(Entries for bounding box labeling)
-- Start --

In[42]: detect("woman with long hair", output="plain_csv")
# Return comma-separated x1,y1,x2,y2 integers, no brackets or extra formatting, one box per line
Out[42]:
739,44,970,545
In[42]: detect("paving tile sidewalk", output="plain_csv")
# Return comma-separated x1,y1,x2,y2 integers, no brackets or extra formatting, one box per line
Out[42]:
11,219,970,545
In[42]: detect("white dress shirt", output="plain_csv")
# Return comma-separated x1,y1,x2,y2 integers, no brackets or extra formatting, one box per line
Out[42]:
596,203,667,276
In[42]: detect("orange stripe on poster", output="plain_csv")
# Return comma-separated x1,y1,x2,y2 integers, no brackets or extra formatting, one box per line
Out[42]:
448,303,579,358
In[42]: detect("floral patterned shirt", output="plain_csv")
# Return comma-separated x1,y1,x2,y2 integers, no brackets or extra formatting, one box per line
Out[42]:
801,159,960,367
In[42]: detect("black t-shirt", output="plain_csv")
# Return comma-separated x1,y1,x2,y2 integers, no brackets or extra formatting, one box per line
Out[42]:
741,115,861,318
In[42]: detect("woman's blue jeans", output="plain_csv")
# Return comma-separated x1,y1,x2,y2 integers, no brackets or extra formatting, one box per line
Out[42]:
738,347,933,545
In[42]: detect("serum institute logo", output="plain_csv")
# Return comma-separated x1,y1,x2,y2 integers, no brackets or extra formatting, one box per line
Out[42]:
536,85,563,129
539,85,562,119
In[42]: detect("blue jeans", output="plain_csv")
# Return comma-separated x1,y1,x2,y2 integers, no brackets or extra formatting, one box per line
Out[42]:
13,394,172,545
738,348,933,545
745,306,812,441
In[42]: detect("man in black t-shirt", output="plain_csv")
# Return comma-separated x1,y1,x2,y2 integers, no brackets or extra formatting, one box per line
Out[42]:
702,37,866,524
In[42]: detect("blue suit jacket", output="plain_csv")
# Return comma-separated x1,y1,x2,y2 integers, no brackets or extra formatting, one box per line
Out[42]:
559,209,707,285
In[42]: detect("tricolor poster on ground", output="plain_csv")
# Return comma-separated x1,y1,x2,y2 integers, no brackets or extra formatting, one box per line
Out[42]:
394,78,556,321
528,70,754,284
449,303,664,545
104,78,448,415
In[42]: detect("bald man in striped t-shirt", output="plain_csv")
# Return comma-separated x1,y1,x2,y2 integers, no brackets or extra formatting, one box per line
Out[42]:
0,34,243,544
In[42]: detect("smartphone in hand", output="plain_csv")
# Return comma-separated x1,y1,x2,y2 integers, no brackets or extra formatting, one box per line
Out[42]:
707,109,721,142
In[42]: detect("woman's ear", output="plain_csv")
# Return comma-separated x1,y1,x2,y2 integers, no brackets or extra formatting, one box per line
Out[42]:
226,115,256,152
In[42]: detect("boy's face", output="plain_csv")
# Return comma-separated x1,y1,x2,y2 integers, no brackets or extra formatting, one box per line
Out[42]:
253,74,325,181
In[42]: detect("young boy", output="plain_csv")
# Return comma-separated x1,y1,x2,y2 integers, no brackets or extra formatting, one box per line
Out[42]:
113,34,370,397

-- End --

**WHAT YOU SHOULD DO**
Copy all of the items above line for line, changing nothing.

**THE COMPLETED TASK**
In[42]: detect("woman with long hair", output="plain_csv")
# Return comma-separated x1,y1,x2,y2 integers, no brackets or extra formatting, one box per line
Out[42]:
739,44,970,545
In[42]: detect("paving tile sidewalk", output="plain_csv")
# Return comma-separated x1,y1,x2,y2 integers, no brackets or extra formatting, one box per line
Out[42]:
11,219,970,545
In[42]: detect("white dress shirt", output="plain_csv")
# Return comma-separated x1,y1,x2,y2 integers, no brackets or extra formatting, one box per line
Out[42]:
596,203,667,276
In[42]: detect("orange stripe on poster", output="plain_csv")
# Return comma-separated x1,y1,x2,y2 integers, no brackets or extra formatting, one box per line
Out[42]:
448,303,579,358
In[42]: detect("floral patterned shirt", output="plain_csv")
# Return comma-separated x1,y1,x2,y2 integers, no brackets or extra formatting, one box per line
Out[42]:
801,159,960,367
In[42]: detect("black t-shirt", output="plain_csv")
# Return comma-separated x1,y1,x2,y2 integers, no brackets or extra formatting, one box per line
Out[42]:
741,115,861,318
In[42]: detect("woman's blue jeans", output="plain_csv")
# Return comma-separated x1,y1,x2,y2 integers, no brackets or extra formatting, one box per line
Out[42]:
738,347,933,545
In[42]: detect("serum institute logo", output="plain_csv")
# Return comma-separated x1,y1,x2,y2 integers, no brackets or extra formatting, one box per line
Out[42]:
536,85,563,129
539,85,562,119
In[42]: detect("blue jeans", output="plain_csv")
# Return comma-separated x1,y1,x2,y2 integers, no brackets or extra formatting, one box per line
Out[42]:
13,394,172,545
738,348,933,545
745,306,812,441
In[42]: detect("man in black t-shirt", output="plain_csv")
# Return comma-separated x1,y1,x2,y2 integers, no brackets or extra formatting, one box per line
Out[42]:
702,37,866,524
In[42]: detect("blue suit jacket", output="plain_csv")
# Return comma-separated x1,y1,x2,y2 integers, no brackets or extra formatting, one box per line
Out[42]:
559,209,707,285
In[42]: detect("tricolor poster on ground", output="plain_csv")
# Return comma-separated x1,y1,x2,y2 integers, no brackets or extra formatting, one box per line
Out[42]:
394,78,556,321
528,70,754,284
449,303,664,545
104,78,448,415
In[42]: detect("bald man in striped t-shirt", output="plain_csv")
# Return comma-separated x1,y1,x2,y2 integers, no brackets or extra formatting, one box per line
Out[42]:
0,34,243,544
In[42]: detect("smartphone in hand", output="plain_csv")
# Return comma-separated x1,y1,x2,y2 integers, no brackets or extra formatting, one box per line
Out[42]:
707,109,721,142
In[42]: detect("woman's ear", output="plain_csv")
# Return comma-separated x1,y1,x2,y2 integers, no brackets or extra formatting, one box per line
Out[42]:
226,115,256,152
In[42]: detect("boy's face", output="plain_csv")
# Return comma-separated x1,y1,x2,y2 integers, no brackets or extra formatting, one box per line
Out[42]:
253,74,325,181
In[42]: detect("young boy", output="plain_csv")
# Return comma-separated x1,y1,x2,y2 integers, no brackets or extra formatting, one box per line
Out[42]:
113,34,370,397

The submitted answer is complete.